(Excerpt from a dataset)
☆ ☆ ☆ ☆ ☆ ☆ ☆

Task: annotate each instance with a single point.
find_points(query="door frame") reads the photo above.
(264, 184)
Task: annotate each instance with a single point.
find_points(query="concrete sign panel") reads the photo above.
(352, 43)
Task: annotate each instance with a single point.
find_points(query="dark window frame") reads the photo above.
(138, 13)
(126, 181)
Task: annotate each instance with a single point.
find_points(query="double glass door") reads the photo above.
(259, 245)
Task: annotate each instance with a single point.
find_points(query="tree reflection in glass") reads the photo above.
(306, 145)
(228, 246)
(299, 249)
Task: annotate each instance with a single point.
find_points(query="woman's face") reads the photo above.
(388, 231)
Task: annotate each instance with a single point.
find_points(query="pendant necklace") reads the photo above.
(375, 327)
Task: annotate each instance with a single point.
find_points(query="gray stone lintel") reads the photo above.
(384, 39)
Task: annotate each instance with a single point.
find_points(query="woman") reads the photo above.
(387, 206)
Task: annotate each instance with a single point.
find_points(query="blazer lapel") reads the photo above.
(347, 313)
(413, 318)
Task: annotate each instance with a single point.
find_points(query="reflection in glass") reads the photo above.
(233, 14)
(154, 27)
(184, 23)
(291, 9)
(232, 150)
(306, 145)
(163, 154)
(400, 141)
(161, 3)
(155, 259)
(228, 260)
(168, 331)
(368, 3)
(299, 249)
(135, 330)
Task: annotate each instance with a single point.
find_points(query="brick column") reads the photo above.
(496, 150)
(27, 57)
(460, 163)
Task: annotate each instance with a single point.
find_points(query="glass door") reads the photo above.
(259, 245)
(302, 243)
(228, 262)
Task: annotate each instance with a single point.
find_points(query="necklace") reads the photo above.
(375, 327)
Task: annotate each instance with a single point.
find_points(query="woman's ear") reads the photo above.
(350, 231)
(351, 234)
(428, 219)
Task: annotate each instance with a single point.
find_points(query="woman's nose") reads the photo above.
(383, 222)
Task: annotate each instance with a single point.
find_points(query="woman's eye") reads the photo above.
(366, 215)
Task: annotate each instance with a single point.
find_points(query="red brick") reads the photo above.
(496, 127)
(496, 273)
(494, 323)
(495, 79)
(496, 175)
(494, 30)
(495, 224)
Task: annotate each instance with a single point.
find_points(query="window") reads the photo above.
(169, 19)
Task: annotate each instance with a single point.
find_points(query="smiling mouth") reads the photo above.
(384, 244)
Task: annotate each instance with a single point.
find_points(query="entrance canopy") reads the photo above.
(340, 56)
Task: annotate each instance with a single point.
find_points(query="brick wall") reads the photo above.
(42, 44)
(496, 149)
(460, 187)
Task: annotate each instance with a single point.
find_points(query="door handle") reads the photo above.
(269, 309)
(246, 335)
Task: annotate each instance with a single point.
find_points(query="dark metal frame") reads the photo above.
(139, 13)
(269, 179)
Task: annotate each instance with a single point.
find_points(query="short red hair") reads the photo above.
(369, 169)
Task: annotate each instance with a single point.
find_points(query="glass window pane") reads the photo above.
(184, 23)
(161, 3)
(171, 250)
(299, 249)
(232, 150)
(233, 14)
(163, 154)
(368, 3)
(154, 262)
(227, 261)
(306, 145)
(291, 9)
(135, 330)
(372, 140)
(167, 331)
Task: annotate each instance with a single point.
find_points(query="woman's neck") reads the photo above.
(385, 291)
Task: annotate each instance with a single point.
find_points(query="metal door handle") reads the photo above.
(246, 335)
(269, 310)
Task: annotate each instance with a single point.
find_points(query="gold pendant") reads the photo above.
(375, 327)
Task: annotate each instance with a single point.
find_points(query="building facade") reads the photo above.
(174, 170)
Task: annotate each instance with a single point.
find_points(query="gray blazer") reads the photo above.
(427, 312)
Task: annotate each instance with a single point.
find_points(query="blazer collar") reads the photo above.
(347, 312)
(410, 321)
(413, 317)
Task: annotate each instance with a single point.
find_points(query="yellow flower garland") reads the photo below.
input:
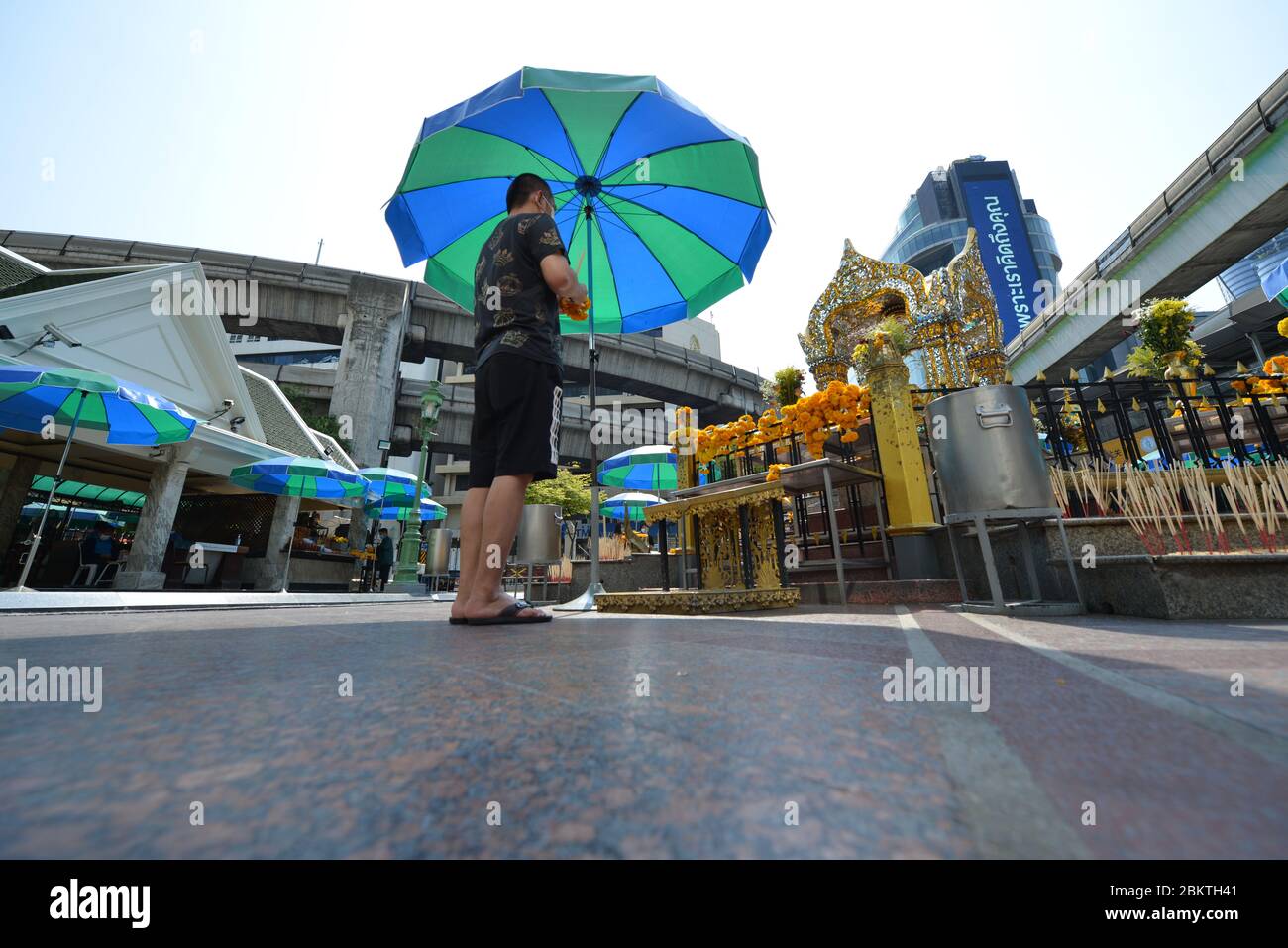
(814, 417)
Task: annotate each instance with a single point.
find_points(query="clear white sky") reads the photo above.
(262, 127)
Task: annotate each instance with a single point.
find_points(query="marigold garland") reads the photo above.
(814, 417)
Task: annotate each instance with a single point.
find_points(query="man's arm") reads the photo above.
(561, 278)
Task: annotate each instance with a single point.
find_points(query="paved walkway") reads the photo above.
(747, 720)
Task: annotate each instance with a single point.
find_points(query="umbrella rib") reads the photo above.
(570, 175)
(668, 217)
(688, 145)
(612, 134)
(572, 150)
(630, 230)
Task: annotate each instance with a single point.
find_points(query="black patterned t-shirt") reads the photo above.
(514, 308)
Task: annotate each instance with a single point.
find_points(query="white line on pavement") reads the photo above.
(1270, 746)
(1010, 815)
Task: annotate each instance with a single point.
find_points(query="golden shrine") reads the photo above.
(737, 532)
(949, 314)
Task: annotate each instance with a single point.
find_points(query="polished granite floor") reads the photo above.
(760, 736)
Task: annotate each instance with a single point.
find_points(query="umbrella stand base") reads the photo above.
(583, 603)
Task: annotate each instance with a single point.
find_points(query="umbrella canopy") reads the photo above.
(78, 514)
(129, 414)
(390, 481)
(627, 506)
(649, 468)
(394, 509)
(300, 476)
(664, 201)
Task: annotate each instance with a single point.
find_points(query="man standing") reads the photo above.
(384, 557)
(522, 274)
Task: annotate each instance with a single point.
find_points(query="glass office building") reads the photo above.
(932, 226)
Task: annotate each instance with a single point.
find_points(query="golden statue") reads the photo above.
(951, 316)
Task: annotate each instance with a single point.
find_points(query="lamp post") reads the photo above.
(408, 550)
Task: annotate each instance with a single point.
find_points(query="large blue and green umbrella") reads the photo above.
(295, 475)
(34, 397)
(662, 200)
(629, 506)
(80, 398)
(649, 468)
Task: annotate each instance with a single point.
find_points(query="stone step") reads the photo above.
(881, 591)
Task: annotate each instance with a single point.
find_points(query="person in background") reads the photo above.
(101, 545)
(384, 557)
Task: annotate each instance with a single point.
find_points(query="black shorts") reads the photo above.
(515, 429)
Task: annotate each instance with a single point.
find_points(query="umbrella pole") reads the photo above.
(587, 600)
(286, 570)
(58, 476)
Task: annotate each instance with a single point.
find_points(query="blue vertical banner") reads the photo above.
(997, 217)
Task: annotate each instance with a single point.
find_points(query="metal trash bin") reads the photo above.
(992, 478)
(539, 533)
(988, 456)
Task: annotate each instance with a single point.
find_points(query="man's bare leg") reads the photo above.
(500, 523)
(472, 533)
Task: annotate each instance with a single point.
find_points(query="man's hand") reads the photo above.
(562, 279)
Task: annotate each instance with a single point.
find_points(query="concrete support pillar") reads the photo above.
(145, 570)
(366, 377)
(281, 532)
(13, 496)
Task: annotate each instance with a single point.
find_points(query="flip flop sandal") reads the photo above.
(509, 616)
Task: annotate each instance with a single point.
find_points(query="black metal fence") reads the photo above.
(1145, 423)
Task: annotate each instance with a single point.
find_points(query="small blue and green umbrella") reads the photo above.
(295, 475)
(629, 506)
(34, 397)
(400, 509)
(649, 468)
(389, 481)
(30, 395)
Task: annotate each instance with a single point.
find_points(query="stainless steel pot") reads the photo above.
(987, 451)
(438, 548)
(539, 533)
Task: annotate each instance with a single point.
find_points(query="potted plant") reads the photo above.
(1166, 350)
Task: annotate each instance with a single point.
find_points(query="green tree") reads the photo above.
(568, 491)
(318, 421)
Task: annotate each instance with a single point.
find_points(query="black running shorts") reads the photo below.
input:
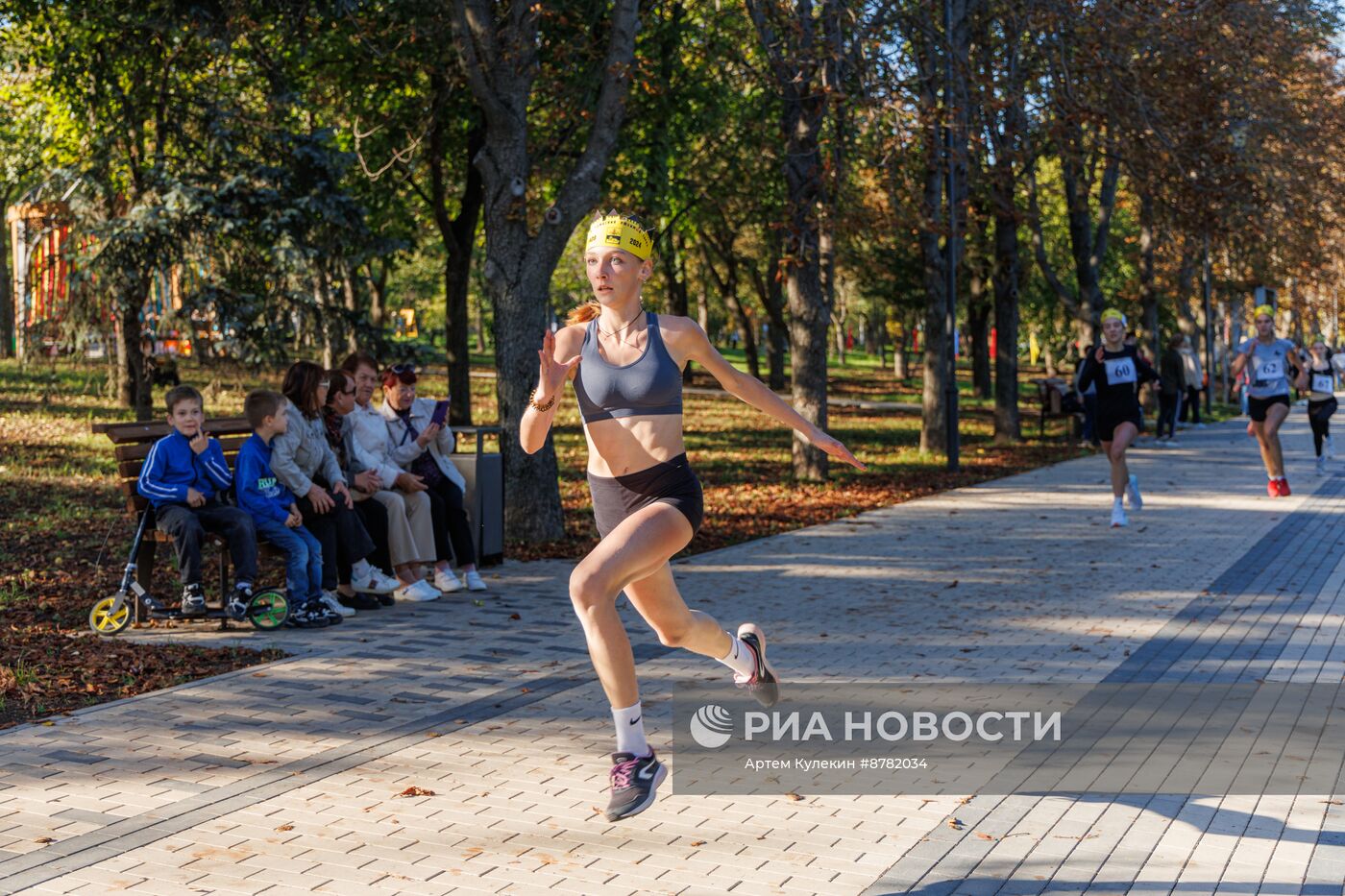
(1107, 424)
(672, 482)
(1257, 408)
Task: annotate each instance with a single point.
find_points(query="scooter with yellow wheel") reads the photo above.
(266, 610)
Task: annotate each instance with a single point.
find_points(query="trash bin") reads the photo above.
(484, 498)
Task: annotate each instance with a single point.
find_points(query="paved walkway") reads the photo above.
(288, 778)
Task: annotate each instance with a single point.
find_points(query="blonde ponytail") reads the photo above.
(582, 314)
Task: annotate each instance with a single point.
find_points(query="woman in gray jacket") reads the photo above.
(305, 463)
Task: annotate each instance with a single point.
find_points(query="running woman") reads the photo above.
(1318, 379)
(627, 369)
(1267, 362)
(1118, 372)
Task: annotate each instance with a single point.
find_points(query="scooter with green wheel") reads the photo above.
(110, 615)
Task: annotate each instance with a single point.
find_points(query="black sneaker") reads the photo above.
(238, 603)
(308, 617)
(192, 601)
(635, 781)
(763, 682)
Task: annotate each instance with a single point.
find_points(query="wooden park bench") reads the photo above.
(132, 442)
(1051, 397)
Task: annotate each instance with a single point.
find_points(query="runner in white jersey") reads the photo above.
(1268, 363)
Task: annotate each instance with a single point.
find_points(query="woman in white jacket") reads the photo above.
(423, 448)
(363, 440)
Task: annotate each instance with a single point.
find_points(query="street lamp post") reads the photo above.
(950, 264)
(1210, 327)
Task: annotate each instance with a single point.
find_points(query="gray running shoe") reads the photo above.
(763, 682)
(635, 781)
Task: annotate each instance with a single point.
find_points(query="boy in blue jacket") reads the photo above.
(276, 514)
(182, 479)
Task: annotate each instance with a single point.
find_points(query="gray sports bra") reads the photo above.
(649, 385)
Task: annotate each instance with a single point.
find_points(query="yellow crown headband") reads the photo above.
(619, 231)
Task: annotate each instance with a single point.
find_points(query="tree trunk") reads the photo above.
(500, 50)
(978, 332)
(797, 61)
(132, 389)
(1147, 288)
(728, 285)
(937, 110)
(770, 295)
(1008, 278)
(347, 276)
(7, 307)
(459, 237)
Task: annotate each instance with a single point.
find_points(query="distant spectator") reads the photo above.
(306, 465)
(424, 447)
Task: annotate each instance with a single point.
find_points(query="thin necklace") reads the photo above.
(622, 327)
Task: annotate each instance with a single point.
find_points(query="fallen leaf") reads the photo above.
(416, 791)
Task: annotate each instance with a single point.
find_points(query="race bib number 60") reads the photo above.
(1120, 370)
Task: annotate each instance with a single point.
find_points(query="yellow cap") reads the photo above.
(619, 231)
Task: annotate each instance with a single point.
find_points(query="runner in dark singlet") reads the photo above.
(1118, 372)
(627, 369)
(1267, 362)
(1318, 379)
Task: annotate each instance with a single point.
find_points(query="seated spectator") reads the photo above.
(369, 489)
(276, 516)
(306, 465)
(423, 447)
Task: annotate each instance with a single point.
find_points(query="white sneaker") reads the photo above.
(447, 581)
(379, 583)
(329, 601)
(417, 591)
(1133, 496)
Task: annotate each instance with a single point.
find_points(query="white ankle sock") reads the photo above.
(629, 731)
(740, 657)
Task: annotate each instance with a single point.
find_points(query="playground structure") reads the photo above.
(43, 248)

☆ ☆ ☆ ☆ ☆ ☆ ☆

▶ Required work:
Count the lines of the records above that contain the string "scooter", matching case exactly. Give only the number.

▶ Complete response:
2